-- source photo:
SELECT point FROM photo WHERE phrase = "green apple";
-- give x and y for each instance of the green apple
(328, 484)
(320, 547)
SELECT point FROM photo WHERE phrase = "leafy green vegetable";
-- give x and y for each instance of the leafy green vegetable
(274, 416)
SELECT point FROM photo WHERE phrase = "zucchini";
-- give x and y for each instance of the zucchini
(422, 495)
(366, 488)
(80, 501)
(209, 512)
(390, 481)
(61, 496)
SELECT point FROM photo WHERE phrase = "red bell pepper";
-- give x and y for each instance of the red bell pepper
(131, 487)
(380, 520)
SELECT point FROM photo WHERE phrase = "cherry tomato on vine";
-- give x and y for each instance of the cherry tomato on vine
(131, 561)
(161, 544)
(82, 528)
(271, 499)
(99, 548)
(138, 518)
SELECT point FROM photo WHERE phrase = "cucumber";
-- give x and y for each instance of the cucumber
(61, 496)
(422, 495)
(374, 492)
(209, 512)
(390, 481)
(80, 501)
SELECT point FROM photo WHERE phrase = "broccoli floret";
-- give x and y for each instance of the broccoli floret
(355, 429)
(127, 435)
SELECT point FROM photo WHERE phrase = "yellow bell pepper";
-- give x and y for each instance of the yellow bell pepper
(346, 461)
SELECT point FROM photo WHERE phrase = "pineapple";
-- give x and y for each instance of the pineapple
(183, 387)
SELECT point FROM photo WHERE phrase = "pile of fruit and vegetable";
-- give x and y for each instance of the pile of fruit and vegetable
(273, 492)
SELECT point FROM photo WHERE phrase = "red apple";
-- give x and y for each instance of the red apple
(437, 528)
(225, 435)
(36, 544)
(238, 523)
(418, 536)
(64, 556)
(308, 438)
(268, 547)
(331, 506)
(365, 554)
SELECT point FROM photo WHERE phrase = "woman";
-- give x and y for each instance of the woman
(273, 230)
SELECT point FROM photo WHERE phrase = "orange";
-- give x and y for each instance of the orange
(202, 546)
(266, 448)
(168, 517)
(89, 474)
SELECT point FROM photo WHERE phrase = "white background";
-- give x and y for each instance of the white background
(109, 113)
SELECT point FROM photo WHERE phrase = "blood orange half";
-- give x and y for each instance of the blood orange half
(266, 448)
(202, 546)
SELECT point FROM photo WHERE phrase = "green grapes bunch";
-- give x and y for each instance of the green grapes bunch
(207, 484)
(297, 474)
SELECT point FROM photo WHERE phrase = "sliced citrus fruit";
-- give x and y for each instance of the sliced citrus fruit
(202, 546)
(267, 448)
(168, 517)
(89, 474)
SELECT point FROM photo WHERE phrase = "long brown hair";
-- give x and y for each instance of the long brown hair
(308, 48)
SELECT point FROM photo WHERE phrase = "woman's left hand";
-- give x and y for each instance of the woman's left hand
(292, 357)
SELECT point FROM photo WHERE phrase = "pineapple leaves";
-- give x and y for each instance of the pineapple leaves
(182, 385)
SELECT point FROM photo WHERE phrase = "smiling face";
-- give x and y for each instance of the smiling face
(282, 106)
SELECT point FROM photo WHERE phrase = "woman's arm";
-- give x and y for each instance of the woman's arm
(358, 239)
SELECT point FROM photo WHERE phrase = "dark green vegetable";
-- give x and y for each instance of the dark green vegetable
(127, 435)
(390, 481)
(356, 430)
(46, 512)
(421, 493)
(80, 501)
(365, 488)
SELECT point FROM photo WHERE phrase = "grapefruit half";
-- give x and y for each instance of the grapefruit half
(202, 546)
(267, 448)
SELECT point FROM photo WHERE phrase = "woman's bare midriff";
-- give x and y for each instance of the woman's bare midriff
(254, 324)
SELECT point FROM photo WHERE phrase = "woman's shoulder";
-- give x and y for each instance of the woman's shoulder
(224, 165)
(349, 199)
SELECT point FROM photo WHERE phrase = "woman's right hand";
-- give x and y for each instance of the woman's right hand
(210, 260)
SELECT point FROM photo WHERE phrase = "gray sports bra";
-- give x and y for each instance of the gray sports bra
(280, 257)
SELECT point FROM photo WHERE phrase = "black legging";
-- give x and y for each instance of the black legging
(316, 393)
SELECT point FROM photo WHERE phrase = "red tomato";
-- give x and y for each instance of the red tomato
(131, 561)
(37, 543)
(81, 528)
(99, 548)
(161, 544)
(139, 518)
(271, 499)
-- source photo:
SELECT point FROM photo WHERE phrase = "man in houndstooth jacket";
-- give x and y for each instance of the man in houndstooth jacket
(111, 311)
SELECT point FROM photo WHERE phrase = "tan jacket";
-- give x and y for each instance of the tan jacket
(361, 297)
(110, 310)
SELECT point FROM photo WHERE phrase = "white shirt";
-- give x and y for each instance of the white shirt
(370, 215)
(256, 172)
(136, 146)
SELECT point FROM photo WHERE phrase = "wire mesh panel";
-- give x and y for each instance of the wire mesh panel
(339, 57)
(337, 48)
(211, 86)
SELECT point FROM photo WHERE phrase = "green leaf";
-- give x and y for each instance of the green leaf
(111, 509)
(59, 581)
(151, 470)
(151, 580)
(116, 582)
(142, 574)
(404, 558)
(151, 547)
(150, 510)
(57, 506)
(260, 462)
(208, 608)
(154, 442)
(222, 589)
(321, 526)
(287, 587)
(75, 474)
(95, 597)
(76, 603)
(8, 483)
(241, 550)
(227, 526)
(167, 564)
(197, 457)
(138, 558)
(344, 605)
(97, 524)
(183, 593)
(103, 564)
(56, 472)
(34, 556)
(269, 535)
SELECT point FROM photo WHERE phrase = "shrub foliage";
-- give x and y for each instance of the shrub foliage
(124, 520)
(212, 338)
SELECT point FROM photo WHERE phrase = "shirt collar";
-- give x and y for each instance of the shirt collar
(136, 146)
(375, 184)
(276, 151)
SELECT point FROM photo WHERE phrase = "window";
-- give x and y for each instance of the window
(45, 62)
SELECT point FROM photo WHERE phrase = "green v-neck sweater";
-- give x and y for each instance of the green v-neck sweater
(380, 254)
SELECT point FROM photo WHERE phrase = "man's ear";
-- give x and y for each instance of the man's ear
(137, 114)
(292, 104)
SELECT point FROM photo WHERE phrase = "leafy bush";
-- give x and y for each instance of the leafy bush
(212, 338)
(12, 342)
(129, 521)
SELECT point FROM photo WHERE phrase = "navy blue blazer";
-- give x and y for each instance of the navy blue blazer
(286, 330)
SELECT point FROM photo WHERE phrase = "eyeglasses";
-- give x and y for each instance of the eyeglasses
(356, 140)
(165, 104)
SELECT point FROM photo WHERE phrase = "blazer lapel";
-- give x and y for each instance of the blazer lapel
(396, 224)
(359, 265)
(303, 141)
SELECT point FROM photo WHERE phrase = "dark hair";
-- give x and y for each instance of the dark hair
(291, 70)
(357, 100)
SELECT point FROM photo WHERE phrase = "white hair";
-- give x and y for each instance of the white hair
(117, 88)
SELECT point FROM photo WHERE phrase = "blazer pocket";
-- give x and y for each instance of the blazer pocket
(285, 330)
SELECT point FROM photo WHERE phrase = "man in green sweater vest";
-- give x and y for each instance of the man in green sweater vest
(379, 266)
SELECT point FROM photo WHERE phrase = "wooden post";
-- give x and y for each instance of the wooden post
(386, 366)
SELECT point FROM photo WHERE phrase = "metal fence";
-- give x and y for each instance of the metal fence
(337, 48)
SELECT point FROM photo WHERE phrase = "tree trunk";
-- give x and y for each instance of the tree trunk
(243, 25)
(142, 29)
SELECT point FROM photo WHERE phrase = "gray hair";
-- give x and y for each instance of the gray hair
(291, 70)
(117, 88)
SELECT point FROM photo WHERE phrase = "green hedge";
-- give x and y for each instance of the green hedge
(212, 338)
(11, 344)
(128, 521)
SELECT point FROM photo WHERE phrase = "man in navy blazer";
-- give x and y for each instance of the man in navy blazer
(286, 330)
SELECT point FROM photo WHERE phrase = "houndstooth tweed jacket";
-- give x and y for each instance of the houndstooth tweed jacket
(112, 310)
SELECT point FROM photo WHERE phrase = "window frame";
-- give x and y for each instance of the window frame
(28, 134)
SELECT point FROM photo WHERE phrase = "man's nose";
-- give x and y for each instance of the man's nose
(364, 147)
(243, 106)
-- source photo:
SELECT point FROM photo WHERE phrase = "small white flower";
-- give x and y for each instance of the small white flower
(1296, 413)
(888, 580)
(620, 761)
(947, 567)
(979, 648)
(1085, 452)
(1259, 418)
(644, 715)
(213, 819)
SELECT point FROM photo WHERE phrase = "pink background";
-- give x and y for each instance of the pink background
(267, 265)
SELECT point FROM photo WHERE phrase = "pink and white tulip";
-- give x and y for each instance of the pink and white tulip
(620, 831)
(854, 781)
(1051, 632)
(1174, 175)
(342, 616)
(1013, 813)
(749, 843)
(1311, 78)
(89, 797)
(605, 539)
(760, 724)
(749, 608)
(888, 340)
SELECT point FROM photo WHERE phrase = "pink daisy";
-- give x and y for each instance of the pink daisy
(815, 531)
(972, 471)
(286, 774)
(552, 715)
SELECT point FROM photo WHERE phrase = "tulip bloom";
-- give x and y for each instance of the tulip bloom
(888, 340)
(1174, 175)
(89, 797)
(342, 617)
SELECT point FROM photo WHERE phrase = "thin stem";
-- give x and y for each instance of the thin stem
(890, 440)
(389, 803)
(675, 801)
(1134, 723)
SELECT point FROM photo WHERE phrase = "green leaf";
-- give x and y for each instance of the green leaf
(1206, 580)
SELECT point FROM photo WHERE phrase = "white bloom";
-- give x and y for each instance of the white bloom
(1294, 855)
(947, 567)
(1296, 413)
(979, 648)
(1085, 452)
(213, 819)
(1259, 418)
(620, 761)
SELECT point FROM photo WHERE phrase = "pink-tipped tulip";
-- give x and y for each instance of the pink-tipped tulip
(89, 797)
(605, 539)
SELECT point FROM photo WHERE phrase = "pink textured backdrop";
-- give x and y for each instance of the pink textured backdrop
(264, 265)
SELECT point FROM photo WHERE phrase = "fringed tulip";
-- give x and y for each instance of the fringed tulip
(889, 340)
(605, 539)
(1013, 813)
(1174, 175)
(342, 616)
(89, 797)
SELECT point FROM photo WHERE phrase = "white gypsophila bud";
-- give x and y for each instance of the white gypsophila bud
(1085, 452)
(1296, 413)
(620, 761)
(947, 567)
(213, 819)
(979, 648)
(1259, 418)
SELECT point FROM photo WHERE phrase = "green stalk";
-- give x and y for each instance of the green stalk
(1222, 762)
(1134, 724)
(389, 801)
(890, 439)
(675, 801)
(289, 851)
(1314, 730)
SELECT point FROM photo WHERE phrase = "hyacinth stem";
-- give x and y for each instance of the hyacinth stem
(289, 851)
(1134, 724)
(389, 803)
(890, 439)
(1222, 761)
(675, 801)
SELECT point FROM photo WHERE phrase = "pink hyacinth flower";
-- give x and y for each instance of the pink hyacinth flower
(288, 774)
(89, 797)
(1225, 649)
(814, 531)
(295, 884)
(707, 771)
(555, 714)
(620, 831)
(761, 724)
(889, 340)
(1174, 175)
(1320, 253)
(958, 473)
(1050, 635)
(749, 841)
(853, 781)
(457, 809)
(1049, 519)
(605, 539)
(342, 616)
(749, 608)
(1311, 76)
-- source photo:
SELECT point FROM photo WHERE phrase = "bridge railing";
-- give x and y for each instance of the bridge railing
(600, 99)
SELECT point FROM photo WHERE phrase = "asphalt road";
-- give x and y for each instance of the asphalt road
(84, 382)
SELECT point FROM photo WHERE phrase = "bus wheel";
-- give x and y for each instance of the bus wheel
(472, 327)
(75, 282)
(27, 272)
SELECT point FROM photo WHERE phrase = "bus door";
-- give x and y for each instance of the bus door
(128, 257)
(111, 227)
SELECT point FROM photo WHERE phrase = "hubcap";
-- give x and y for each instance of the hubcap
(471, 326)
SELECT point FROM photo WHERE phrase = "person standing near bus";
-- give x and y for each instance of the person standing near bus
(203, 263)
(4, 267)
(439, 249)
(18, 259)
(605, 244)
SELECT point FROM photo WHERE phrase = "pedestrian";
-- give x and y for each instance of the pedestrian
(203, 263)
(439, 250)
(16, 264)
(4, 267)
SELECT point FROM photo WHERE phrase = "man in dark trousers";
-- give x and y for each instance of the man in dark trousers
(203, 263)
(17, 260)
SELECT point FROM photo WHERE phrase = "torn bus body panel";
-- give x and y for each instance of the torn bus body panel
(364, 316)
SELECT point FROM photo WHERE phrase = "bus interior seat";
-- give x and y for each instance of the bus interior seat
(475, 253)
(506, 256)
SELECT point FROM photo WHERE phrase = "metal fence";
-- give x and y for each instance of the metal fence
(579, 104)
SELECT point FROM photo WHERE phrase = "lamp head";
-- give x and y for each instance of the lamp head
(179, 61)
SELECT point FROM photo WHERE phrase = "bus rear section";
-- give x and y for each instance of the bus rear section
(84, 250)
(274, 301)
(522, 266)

* * * * *

Which lines above contain the string "smiling", with case counting? Identify each one and copy it in full.

SELECT point FROM photo WHERE phrase = "smiling face";
-- give x and y for each instance of the smiling face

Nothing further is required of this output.